■ Texto de origen:
^^^^

Yo tuve la buena fortuna hace unos años, cuando en compañía de mi mujer Joy, visité a la anciana Ernestina de Champourcin, viuda de Juan José Domenchina, de hallarme con esta curiosidad bibliográfica en su biblioteca particular y de tenerla en mis manos. La poeta de Vitoria, una de las pocas mujeres de la Generación del 27 que figuran en la famosa antología de Gerardo Diego, había conocido a Miró y frecuentado su casa como amiga de la joven y también poeta Clemencia. Sus recuerdos personales de Miró fueron para mí, en varias ocasiones en que la visitamos en su piso madrileño del Paseo de la Habana momentos emocionantes e inolvidables. Fruto de estas tardes de visitas a lo largo de varios años fue un libro en torno a la obra y biografía de Ernestina (Joy Landeira: Ernestina de Champourcin. Vida y literatura, 2005). El matrimonio Ernestina y Juan José, al ser éste secretario particular de Manuel Azaña cuando Presidente de la República, se vio obligado a abandonar España y vivir en un penoso exilio en Méjico hasta 1973. Ella se repatrió tras treinta y siete años de ausencia y falleció el 27 de marzo de 1999. Domenchina murió en el destierro el 27 de octubre de 1959.

^^^^

Datos guardados

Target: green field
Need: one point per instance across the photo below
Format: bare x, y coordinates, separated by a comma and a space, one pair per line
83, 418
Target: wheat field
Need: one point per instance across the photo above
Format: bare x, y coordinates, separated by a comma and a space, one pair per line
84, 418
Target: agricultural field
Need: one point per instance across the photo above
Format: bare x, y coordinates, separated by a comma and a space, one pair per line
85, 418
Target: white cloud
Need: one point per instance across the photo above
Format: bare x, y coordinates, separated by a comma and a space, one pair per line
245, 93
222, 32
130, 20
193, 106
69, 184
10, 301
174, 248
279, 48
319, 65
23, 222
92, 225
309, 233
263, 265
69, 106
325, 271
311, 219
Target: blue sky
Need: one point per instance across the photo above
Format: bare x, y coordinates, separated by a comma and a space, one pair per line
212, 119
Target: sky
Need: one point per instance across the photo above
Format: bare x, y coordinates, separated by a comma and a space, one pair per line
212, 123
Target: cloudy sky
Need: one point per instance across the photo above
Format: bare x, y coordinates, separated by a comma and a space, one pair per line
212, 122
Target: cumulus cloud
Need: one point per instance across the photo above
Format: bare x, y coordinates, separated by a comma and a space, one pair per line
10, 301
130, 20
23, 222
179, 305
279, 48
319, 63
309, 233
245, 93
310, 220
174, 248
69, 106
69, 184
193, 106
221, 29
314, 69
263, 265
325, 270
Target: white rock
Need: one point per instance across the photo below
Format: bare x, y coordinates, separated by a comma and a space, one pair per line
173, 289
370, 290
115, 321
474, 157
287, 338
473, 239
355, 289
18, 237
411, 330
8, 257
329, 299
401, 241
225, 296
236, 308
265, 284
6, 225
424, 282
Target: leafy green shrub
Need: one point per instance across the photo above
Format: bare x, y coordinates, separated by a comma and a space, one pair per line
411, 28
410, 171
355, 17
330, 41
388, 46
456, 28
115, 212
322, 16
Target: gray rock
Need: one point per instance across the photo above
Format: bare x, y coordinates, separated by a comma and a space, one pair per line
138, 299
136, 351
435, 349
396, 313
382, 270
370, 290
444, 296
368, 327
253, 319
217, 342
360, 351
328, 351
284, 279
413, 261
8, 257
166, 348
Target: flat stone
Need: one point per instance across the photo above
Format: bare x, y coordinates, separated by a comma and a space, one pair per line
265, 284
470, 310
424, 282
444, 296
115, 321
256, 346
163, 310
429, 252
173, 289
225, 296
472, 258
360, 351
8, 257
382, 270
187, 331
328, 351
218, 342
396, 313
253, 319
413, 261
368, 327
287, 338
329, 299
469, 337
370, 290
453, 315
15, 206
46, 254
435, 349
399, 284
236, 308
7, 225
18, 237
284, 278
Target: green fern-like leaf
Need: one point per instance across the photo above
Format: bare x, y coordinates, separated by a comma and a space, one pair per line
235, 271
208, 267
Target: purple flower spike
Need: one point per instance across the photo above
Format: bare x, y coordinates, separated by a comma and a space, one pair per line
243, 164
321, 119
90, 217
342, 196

^^^^

■ Ejercicios por resolver:
1) En los registros, cambia "Target" por "Object" en el tramo que empieza en la línea que contiene "Target: gray rock" y termina al final de los registros, con ambos extremos incluidos, sin tocar nada más. Escribe únicamente ese tramo.
2) Continúa el texto sobre Ernestina de Champourcin a partir de su última oración.
Los registros no tienen relación alguna con el texto.

■ Respuestas del ejercicio:
1)
Object: gray rock
Need: one point per instance across the photo above
Format: bare x, y coordinates, separated by a comma and a space, one pair per line
138, 299
136, 351
435, 349
396, 313
382, 270
370, 290
444, 296
368, 327
253, 319
217, 342
360, 351
328, 351
284, 279
413, 261
8, 257
166, 348
Object: flat stone
Need: one point per instance across the photo above
Format: bare x, y coordinates, separated by a comma and a space, one pair per line
265, 284
470, 310
424, 282
444, 296
115, 321
256, 346
163, 310
429, 252
173, 289
225, 296
472, 258
360, 351
8, 257
382, 270
187, 331
328, 351
218, 342
396, 313
253, 319
413, 261
368, 327
287, 338
329, 299
469, 337
370, 290
453, 315
15, 206
46, 254
435, 349
399, 284
236, 308
7, 225
18, 237
284, 278
Object: green fern-like leaf
Need: one point per instance across the photo above
Format: bare x, y coordinates, separated by a comma and a space, one pair per line
235, 271
208, 267
Object: purple flower spike
Need: one point per instance across the photo above
Format: bare x, y coordinates, separated by a comma and a space, one pair per line
243, 164
321, 119
90, 217
342, 196

2)
Los amigos y aquellos otros que conocieron personalmente a Miró, han ido todos desapareciendo con el paso del tiempo -aun los más longevos. En nuestros días lo recuerda su familia, sin duda alguna y de modo especial su nieta Olympia Luengo Miró. Pero Miró existe hoy tan sólo en su obra, en nuestra imaginación y en lo que nosotros escribimos sobre su persona, sus novelas y sus cuentos. Le sobrevive, pues, no sólo su obra, sino también su nombre y una fama con la que jamás habría soñado este apartadizo y sereno buen hombre. En estos albores del siglo veintiuno el nombre de Gabriel Miró es más conocido y admirado que en la vida concluida en 1930. Su obra es más leída, admirada y estudiada que nunca; las ediciones de sus novelas cada vez más numerosas. A punto de concluirse está, como testimonio insoslayable, la más rigurosa colección de sus obras completas. Dirigida sabiamente por Miguel Ángel Lozano Marco, es ésta una ambiciosa empresa auspiciada por la Caja de Ahorros del Mediterráneo y por el Instituto Alicantino de Cultura «Juan Gil-Albert» de la Diputación Provincial de Alicante. Los dieciséis tomos que la integran, todos ellos a cargo de reconocidos investigadores mironianos, serán modelo de erudición y fuente de consulta para futuras generaciones de lectores y estudiosos de nuestro autor alicantino.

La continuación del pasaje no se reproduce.